GIVEN TASK 1: Write out the North Sea oil passage from "But the investments" to "government to intervene.", word for word.
GIVEN TASK 2: Resume the North Sea oil passage, carrying it on after its last sentence.
─── SOURCE PASSAGE ───
Investment in the region has stalled, partly because the North Sea (AKA the ‘UK Continental Basin’), is one of the most mature in the world, and now one of the least attractive to invest in.

But the investments are currently worth around £5bn a year to the UK government and the industry employs around 450,000 people in the UK.

Oil output from North Sea fields has slipped to its lowest level since production began in the mid-1970s.

North Sea investments worth around £25bn are currently unsanctioned as companies have been waiting for the government to intervene.

Chancellor George Osborne introduced an Investment Allowance in The Budget to boost the UK oil industry

  • Reduction in a supplementary tax charge to 20% from 30%
  • Cut in the Petroleum Revenue Tax to 35% from next year, from 50% now



Key highlights of the 2015 budget



City Index’s Michael Willis: No major movements from stocks as a result of the budget as it looks like George Osborne met market expectations on most issues. A cut in Petroleum Revenue Tax from 50% to 35% has kept oil stocks in broadly positive territory; however, gains remain modest.
─── ENTRIES ───
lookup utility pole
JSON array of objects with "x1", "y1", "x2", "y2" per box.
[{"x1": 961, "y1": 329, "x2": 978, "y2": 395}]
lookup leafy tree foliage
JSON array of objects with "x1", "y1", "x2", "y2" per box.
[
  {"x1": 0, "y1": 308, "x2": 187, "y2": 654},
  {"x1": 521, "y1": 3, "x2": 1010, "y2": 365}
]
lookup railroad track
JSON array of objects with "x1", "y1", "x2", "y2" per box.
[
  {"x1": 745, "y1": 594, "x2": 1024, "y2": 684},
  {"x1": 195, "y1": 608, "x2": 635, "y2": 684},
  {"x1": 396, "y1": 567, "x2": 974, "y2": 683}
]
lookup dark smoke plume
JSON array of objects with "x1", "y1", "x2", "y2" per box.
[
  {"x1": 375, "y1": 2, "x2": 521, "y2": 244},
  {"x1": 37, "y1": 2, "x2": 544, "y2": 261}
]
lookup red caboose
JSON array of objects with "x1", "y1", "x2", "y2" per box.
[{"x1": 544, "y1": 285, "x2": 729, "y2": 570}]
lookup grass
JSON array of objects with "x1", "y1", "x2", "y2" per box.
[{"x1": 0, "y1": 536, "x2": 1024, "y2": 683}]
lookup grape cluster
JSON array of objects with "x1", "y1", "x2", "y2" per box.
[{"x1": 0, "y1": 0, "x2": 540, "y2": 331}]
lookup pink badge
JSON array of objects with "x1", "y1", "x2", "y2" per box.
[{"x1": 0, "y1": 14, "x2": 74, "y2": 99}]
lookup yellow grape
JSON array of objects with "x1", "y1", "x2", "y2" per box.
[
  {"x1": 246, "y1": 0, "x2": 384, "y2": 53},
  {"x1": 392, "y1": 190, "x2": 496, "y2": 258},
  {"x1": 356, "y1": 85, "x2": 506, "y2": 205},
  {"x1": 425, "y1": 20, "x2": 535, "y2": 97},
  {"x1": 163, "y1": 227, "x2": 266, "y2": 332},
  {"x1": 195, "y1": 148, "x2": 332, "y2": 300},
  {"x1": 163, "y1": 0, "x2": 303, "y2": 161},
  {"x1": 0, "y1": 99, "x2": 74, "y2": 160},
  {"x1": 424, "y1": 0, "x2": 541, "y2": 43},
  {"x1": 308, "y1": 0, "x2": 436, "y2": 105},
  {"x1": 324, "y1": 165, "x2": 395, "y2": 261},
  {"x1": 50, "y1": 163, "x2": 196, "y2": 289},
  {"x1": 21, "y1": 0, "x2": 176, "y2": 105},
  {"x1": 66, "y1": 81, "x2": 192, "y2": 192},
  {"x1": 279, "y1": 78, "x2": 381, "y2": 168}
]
───
RESULT 1:
But the investments are currently worth around £5bn a year to the UK government and the industry employs around 450,000 people in the UK.

Oil output from North Sea fields has slipped to its lowest level since production began in the mid-1970s.

North Sea investments worth around £25bn are currently unsanctioned as companies have been waiting for the government to intervene.

RESULT 2:
Oil share prices

In the housing sector, Taylor Wimpey has picked up momentum following the announcement that the Government will help first time buyers with a new Help-to-Buy ISA, contributing £50 to every £200 saved by would be homeowners. The stock has sharply risen and seen a spike in volume compared to the 10-day average in the last 30 minutes.

Taylor Wimpey share prices

Another expected tax reduction in the beverages sector has boosted Diageo modestly. We’ve seen increased volumes in the stock over the announcement that there’ll be reductions in beer, cider and scotch whisky duty and wine duty remaining frozen. Something to celebrate (in moderation) for consumers and investors alike.

Diageo share prices


Joshua Raymond, City Index’s Chief Market Strategist: Here are the revisions to public-sector net borrowing compared to previous budget forecasts. It shows that borrowing will fall in the next year to £75.3bn and £39.4bn in 2016/17.

This fall was expected but I had thought borrowing might drop as low as £73bn in 2015 and £38bn in 2016.



Stay tuned as we’ll be posting a key highlights graphic very soon so you can get all the important info in bite size.



Joshua Raymond, City Index’s Chief Market Strategist: Here are some of the key projections that have been revised by the Office of Budget and Responsibility that you need to know. I think this makes the Bank of England less hawkish than a few months ago.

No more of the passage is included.